**Goal of the exercise:** Write out each entry word for word.

**Given data:**
◇ ◇ ◇ ◇ ◇ ◇ ◇

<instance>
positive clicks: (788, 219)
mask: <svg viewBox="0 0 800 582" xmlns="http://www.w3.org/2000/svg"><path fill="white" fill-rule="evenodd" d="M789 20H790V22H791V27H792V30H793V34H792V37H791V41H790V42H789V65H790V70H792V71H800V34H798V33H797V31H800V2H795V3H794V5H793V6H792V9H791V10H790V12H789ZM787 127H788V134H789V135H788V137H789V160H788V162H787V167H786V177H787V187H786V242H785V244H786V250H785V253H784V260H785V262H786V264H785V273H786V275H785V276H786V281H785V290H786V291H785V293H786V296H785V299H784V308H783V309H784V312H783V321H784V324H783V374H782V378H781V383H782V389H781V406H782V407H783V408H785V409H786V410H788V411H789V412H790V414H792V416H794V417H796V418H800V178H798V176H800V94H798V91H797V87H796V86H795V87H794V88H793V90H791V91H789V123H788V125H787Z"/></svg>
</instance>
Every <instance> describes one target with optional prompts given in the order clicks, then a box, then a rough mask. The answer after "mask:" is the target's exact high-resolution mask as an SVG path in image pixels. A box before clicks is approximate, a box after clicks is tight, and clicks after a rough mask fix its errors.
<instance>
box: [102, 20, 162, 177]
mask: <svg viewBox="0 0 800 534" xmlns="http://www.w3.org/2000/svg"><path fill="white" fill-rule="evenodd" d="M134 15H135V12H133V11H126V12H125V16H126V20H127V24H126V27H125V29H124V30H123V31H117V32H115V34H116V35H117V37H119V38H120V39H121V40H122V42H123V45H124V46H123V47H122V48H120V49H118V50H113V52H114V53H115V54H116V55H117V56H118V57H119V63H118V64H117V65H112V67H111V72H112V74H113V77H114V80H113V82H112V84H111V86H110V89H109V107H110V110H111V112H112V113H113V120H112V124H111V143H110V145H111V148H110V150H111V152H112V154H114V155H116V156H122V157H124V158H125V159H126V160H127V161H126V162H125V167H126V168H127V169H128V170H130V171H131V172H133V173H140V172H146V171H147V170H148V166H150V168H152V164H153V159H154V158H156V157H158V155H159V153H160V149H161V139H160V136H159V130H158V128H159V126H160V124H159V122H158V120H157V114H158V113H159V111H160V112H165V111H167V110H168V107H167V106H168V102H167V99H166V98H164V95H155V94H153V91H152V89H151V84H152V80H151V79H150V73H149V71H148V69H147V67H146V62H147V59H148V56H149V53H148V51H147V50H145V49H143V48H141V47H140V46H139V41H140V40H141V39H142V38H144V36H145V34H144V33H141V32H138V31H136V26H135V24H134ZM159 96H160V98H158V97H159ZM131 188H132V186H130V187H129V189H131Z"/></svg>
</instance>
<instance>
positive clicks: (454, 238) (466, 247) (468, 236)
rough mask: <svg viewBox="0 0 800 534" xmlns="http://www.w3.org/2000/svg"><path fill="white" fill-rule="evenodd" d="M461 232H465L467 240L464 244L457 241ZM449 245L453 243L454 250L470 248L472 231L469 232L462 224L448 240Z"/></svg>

◇ ◇ ◇ ◇ ◇ ◇ ◇

**Written response:**
<instance>
positive clicks: (788, 219)
mask: <svg viewBox="0 0 800 582" xmlns="http://www.w3.org/2000/svg"><path fill="white" fill-rule="evenodd" d="M789 20H790V22H791V27H792V30H793V34H792V37H791V41H790V42H789V65H790V70H792V71H800V34H798V33H797V31H800V2H795V3H794V5H793V6H792V9H791V10H790V12H789ZM787 127H788V134H789V135H788V137H789V160H788V162H787V167H786V177H787V187H786V242H785V244H786V250H785V253H784V260H785V262H786V264H785V273H786V275H785V276H786V281H785V290H786V291H785V293H786V296H785V299H784V308H783V309H784V312H783V321H784V324H783V374H782V378H781V383H782V389H781V406H782V407H783V408H785V409H786V410H788V411H789V412H790V414H792V416H794V417H796V418H800V178H798V176H800V94H798V91H797V87H796V86H795V87H794V88H793V90H791V91H789V123H788V125H787Z"/></svg>
</instance>
Every <instance> describes one target with optional prompts given in the order clicks, then a box, then a rough mask. The answer after "mask:" is the target's exact high-resolution mask as an SVG path in image pixels. A box before clicks is approximate, a box after clicks is tight, and clicks after a rough mask fix its errors.
<instance>
box: [102, 20, 162, 177]
mask: <svg viewBox="0 0 800 534" xmlns="http://www.w3.org/2000/svg"><path fill="white" fill-rule="evenodd" d="M134 15H135V12H133V11H126V12H125V16H126V20H127V24H126V27H125V29H124V30H123V31H117V32H115V34H116V35H117V37H119V38H120V39H121V40H122V42H123V45H124V46H123V47H122V48H120V49H118V50H113V52H114V53H115V54H116V55H117V56H118V57H119V63H118V64H117V65H112V67H111V72H112V74H113V77H114V80H113V82H112V84H111V86H110V89H109V107H110V110H111V112H112V113H113V120H112V124H111V143H110V145H111V148H110V150H111V152H112V154H114V155H116V156H122V157H124V158H125V159H126V160H127V161H126V162H125V167H126V168H127V169H128V170H130V171H131V172H133V173H140V172H146V171H147V170H148V166H150V168H152V164H153V159H154V158H156V157H158V155H159V153H160V149H161V139H160V136H159V130H158V128H159V126H160V124H159V122H158V120H157V114H158V113H159V111H160V112H165V111H167V110H168V107H167V106H168V102H167V99H166V98H164V95H155V94H153V91H152V89H151V84H152V80H151V79H150V73H149V71H148V69H147V67H146V62H147V59H148V56H149V53H148V51H147V50H145V49H143V48H141V47H140V46H139V41H140V40H141V39H142V38H144V36H145V34H144V33H141V32H138V31H136V26H135V24H134ZM159 96H160V98H158V97H159ZM131 188H132V186H130V187H129V189H131Z"/></svg>
</instance>
<instance>
positive clicks: (454, 238) (466, 247) (468, 236)
rough mask: <svg viewBox="0 0 800 534" xmlns="http://www.w3.org/2000/svg"><path fill="white" fill-rule="evenodd" d="M461 232H465L467 240L464 244L457 241ZM449 245L453 243L454 250L470 248L472 231L469 232L462 224L448 240Z"/></svg>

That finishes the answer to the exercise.